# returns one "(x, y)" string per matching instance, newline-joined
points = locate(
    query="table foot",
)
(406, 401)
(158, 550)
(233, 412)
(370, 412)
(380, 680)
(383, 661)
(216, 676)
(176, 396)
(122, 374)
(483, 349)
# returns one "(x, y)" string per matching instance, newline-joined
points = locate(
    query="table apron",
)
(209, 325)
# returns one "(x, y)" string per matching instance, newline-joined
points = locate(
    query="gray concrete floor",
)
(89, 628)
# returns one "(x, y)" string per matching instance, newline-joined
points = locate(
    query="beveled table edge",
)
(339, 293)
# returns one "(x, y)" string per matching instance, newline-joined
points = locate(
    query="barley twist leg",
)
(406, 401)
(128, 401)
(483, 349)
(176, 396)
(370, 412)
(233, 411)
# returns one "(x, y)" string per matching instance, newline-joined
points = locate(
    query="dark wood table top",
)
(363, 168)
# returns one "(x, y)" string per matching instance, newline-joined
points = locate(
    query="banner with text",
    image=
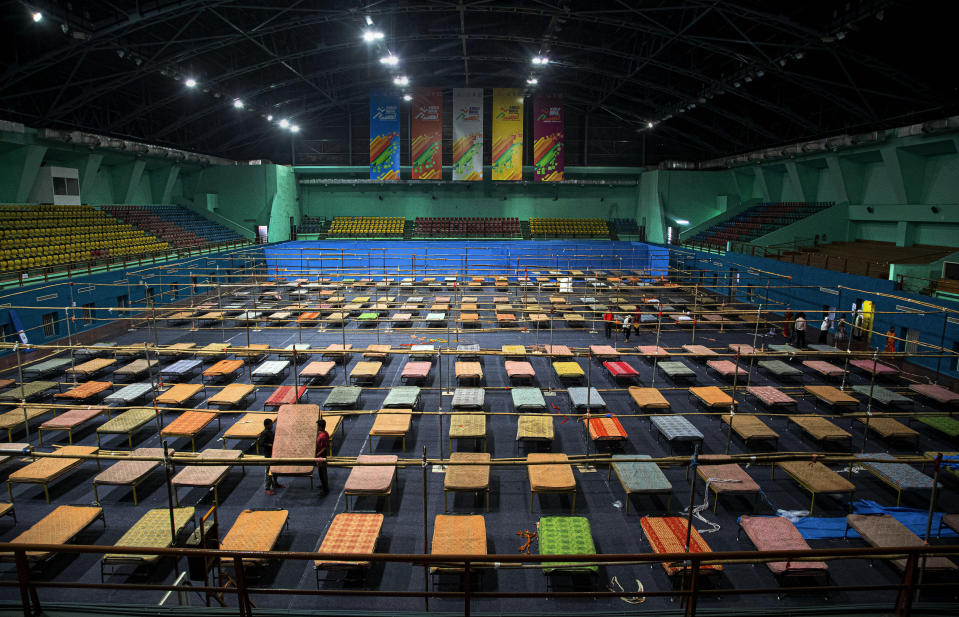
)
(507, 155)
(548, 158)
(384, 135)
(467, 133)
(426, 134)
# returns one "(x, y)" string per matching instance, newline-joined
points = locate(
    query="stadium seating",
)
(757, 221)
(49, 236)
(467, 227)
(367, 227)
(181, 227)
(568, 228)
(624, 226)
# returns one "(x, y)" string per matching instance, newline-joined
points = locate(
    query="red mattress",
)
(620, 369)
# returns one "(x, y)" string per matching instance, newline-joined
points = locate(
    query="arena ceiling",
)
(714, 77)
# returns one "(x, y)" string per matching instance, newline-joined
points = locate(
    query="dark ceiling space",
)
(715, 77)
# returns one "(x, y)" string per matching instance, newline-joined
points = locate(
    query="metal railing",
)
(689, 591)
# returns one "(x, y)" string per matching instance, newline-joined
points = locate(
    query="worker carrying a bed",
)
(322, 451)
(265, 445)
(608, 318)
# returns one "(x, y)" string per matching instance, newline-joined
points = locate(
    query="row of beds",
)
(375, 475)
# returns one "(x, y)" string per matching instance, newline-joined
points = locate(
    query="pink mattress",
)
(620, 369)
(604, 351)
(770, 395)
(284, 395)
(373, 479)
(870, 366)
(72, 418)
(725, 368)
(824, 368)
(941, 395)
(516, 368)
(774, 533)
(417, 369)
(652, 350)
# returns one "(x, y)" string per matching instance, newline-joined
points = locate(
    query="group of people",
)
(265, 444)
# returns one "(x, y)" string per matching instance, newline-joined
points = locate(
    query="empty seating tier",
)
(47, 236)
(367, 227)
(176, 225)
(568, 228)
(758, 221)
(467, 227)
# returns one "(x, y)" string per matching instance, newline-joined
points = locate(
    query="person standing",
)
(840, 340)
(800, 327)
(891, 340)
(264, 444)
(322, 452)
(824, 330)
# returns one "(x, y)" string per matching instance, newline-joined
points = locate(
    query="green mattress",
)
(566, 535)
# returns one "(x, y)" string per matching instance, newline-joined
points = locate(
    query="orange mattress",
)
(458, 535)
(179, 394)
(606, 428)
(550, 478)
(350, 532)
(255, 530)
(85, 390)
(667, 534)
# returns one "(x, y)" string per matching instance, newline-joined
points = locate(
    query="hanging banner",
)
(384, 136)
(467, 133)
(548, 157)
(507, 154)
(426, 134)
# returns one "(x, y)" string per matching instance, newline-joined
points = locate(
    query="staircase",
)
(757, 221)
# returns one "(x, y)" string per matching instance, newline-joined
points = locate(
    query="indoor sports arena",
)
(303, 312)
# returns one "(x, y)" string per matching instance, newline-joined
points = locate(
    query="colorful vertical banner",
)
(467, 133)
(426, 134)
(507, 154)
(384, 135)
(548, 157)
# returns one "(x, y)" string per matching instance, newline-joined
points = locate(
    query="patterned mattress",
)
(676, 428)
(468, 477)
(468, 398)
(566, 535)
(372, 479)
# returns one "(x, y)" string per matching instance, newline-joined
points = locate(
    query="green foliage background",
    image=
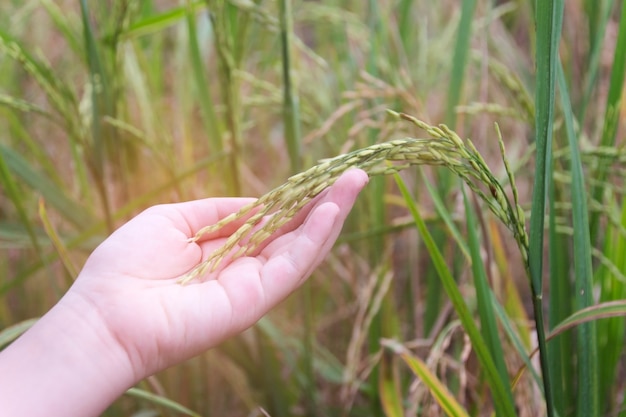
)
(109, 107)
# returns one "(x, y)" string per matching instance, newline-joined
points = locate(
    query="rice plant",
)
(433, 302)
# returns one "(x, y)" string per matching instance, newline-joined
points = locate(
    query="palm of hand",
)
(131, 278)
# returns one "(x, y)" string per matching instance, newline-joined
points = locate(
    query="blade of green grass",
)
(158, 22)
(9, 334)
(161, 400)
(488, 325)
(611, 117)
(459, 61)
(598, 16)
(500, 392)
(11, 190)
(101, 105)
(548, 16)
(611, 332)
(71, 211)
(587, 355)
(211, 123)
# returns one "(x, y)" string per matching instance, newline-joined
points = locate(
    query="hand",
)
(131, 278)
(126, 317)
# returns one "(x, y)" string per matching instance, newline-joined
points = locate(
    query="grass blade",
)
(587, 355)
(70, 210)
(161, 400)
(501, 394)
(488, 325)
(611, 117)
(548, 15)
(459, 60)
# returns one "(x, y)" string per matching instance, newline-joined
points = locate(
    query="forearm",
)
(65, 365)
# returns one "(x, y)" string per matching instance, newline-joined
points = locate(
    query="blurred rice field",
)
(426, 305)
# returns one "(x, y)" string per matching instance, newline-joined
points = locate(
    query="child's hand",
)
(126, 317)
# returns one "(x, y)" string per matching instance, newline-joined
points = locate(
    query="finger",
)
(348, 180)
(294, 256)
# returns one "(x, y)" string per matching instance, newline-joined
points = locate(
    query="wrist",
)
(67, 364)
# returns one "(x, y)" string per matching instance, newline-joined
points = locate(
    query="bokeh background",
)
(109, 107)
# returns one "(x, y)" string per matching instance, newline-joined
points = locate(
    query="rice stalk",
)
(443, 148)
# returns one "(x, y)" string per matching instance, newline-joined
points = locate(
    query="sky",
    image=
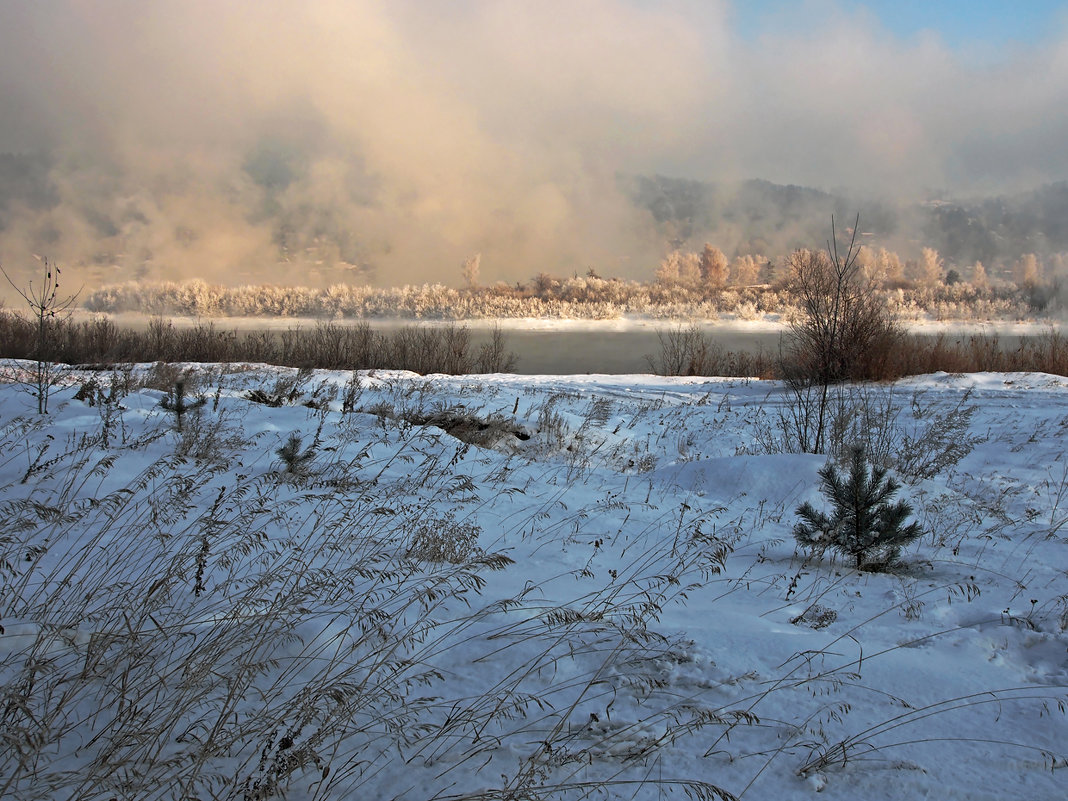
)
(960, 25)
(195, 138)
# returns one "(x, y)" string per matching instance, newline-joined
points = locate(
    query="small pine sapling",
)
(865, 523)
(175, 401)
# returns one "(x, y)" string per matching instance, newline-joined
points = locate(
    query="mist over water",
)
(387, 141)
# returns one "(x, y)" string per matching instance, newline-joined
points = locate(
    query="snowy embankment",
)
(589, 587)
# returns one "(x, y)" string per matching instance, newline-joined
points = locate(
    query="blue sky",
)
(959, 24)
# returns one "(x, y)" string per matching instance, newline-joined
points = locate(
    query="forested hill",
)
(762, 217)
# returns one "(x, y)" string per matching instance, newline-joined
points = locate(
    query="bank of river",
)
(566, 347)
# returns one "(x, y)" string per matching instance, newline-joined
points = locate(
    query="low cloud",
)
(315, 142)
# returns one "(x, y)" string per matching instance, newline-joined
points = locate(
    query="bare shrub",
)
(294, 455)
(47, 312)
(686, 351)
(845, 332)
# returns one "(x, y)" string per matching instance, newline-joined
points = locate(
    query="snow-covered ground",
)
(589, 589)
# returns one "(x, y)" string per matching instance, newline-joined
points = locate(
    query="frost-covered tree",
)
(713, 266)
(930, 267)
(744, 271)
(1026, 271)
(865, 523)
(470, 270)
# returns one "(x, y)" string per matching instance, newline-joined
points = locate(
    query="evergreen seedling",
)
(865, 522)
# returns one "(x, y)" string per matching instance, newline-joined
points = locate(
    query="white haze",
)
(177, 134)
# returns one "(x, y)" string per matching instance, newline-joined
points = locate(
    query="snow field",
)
○ ○ ○ ○ ○ ○ ○
Retype the entries word for word. Omit any images.

# returns one "(x, y)" string per matching instance, newline-joined
points = locate(
    query="table foot",
)
(406, 401)
(158, 550)
(233, 412)
(370, 412)
(380, 680)
(383, 661)
(216, 676)
(176, 396)
(122, 374)
(483, 349)
# returns one "(x, y)" string per matching instance, newline-joined
points = locate(
    query="table apron",
)
(209, 325)
# returns one "(x, y)" string per matching instance, newline-joined
points = locate(
    query="gray concrete floor",
)
(89, 628)
# returns one "(x, y)" string per matching instance, newline-joined
points = locate(
    query="beveled table edge",
)
(339, 293)
# returns one "(x, y)" string per matching instance, newline-joined
points = locate(
    query="barley twist leg",
)
(406, 401)
(128, 401)
(483, 349)
(176, 396)
(370, 412)
(233, 411)
# returns one "(x, y)" string per matching instance, newline-joined
points = locate(
    query="dark wood table top",
)
(363, 168)
# returns one "(x, y)" string per matching instance, newline-joined
points = locate(
    query="banner with text",
    image=
)
(507, 155)
(548, 158)
(384, 135)
(467, 133)
(426, 134)
# returns one "(x, y)" string per matching instance, newline-joined
points = locate(
    query="stadium seating",
)
(757, 221)
(49, 236)
(467, 227)
(367, 227)
(181, 227)
(568, 228)
(624, 226)
# returns one "(x, y)" string per matching instance, newline-joined
points = locate(
    query="red mattress",
)
(620, 369)
# returns one "(x, y)" string per matching instance, newline-joined
points = locate(
    query="arena ceiling",
)
(714, 77)
# returns one "(x, y)" string per matching instance, newline-joined
points = locate(
    query="dark ceiling space",
)
(715, 77)
# returns one "(x, y)" string per matching instance, newline-joined
points = locate(
    query="metal railing",
)
(689, 591)
# returns one "(x, y)" string per matching instance, newline-joined
points = locate(
    query="worker carrying a bed",
)
(322, 451)
(265, 445)
(608, 318)
# returns one "(x, y)" string per matching instance, newline-joined
points = locate(
    query="row of beds",
)
(375, 475)
# returns one "(x, y)" string per matching instance, newline-joined
points = locate(
    query="pink mattress",
)
(620, 369)
(604, 351)
(770, 395)
(284, 395)
(373, 479)
(870, 366)
(72, 418)
(725, 368)
(824, 368)
(941, 395)
(516, 368)
(774, 533)
(417, 369)
(652, 350)
# returns one "(x, y)" string per matching instance, newline-joined
points = locate(
    query="group of people",
)
(265, 444)
# returns one "(x, y)" string per matching instance, newline-joined
points = locate(
    query="empty seating tier",
)
(47, 236)
(367, 227)
(176, 225)
(568, 228)
(758, 221)
(467, 227)
# returns one "(x, y)" string per matching instance, newline-joined
points = locate(
    query="person standing",
)
(840, 340)
(800, 327)
(891, 340)
(264, 444)
(322, 452)
(824, 330)
# returns one "(x, y)" string per matching instance, newline-joined
points = locate(
    query="green mattress",
)
(566, 535)
# returns one "(x, y)" string per matching instance, newline-joined
points = locate(
    query="orange mattress",
)
(458, 535)
(179, 394)
(606, 428)
(550, 478)
(350, 532)
(255, 530)
(85, 390)
(667, 534)
# returns one "(x, y)" string per matching instance, newline-joined
points = locate(
    query="hanging banner",
)
(384, 136)
(467, 133)
(548, 157)
(507, 154)
(426, 134)
# returns one "(x, y)" string per matching instance, newline-joined
points = locate(
    query="staircase",
)
(757, 221)
# returns one "(x, y)" string per matching instance, newline-joined
points = locate(
    query="indoor sports arena",
)
(303, 312)
# returns one "(x, y)" string per matching instance, newline-joined
points = locate(
    query="colorful vertical banner",
)
(467, 133)
(426, 134)
(507, 154)
(384, 135)
(548, 157)
# returns one "(x, y)" string per matching instance, newline-joined
points = locate(
    query="patterned mattress",
)
(676, 428)
(468, 477)
(468, 398)
(566, 535)
(372, 479)
# returns one "(x, y)" string per matching instance, newline-joined
points = locate(
    query="green foliage background",
    image=
)
(109, 107)
# returns one "(x, y)" string per matching instance, newline-joined
points = locate(
    query="rice plant",
)
(433, 302)
# returns one "(x, y)" string per matching instance, newline-joined
points = locate(
    query="palm of hand",
)
(131, 278)
# returns one "(x, y)" string per matching instance, newline-joined
points = locate(
    query="blade of green grass",
)
(158, 22)
(9, 334)
(161, 400)
(488, 325)
(611, 117)
(459, 61)
(598, 16)
(500, 392)
(11, 190)
(101, 105)
(548, 16)
(611, 332)
(71, 211)
(587, 355)
(211, 123)
# returns one "(x, y)" string per matching instance, newline-joined
points = locate(
    query="hand",
)
(131, 278)
(126, 317)
# returns one "(x, y)" string per matching instance, newline-joined
points = locate(
    query="grass blade",
)
(587, 355)
(70, 210)
(161, 400)
(501, 394)
(488, 325)
(611, 117)
(548, 15)
(459, 60)
# returns one "(x, y)" string per matching instance, newline-joined
points = locate(
    query="forearm",
)
(65, 365)
# returns one "(x, y)" string per matching instance, newline-joined
points = locate(
    query="blurred rice field",
)
(426, 305)
# returns one "(x, y)" string per matching instance, newline-joined
points = locate(
    query="child's hand",
)
(126, 317)
# returns one "(x, y)" string per matching instance, newline-joined
points = locate(
    query="finger",
)
(348, 180)
(294, 256)
# returns one "(x, y)" string per matching instance, newline-joined
points = locate(
    query="wrist",
)
(67, 364)
# returns one "(x, y)" string per matching instance, newline-joined
points = locate(
    query="bokeh background",
)
(109, 107)
# returns one "(x, y)" string per matching instance, newline-joined
points = locate(
    query="rice stalk",
)
(443, 148)
# returns one "(x, y)" string per matching instance, newline-joined
points = locate(
    query="sky",
    image=
)
(960, 25)
(195, 138)
# returns one "(x, y)" string per matching instance, newline-joined
points = locate(
    query="small pine sapling",
)
(865, 523)
(175, 401)
# returns one "(x, y)" string per matching instance, newline-joined
points = locate(
    query="mist over water",
)
(387, 141)
# returns one "(x, y)" string per matching instance, newline-joined
points = locate(
    query="snowy embankment",
)
(589, 587)
# returns one "(x, y)" string per matching instance, newline-joined
points = locate(
    query="blue sky",
)
(959, 24)
# returns one "(x, y)" string per matching instance, newline-joined
points = locate(
    query="forested hill",
)
(762, 217)
# returns one "(x, y)" string per matching instance, newline-joined
points = locate(
    query="bank of river",
)
(566, 347)
# returns one "(x, y)" string per matching instance, newline-joined
points = locate(
    query="low cloud",
)
(315, 142)
# returns one "(x, y)" string per matching instance, newline-joined
points = locate(
    query="bare shrub",
)
(294, 455)
(47, 312)
(686, 351)
(845, 332)
# returns one "(x, y)" string per matching instance, newline-joined
points = locate(
    query="snow-covered ground",
)
(589, 589)
# returns one "(x, y)" string per matching instance, newline-joined
points = locate(
    query="frost-covered tree",
)
(713, 266)
(930, 267)
(744, 271)
(1026, 271)
(865, 523)
(470, 270)
# returns one "(x, y)" string per matching instance, newline-joined
points = locate(
    query="evergreen seedling",
)
(865, 522)
# returns one "(x, y)" string per matching instance, newline-joined
points = locate(
    query="white haze",
)
(177, 134)
# returns one "(x, y)" string per matching instance, newline-joined
points = locate(
    query="snow field",
)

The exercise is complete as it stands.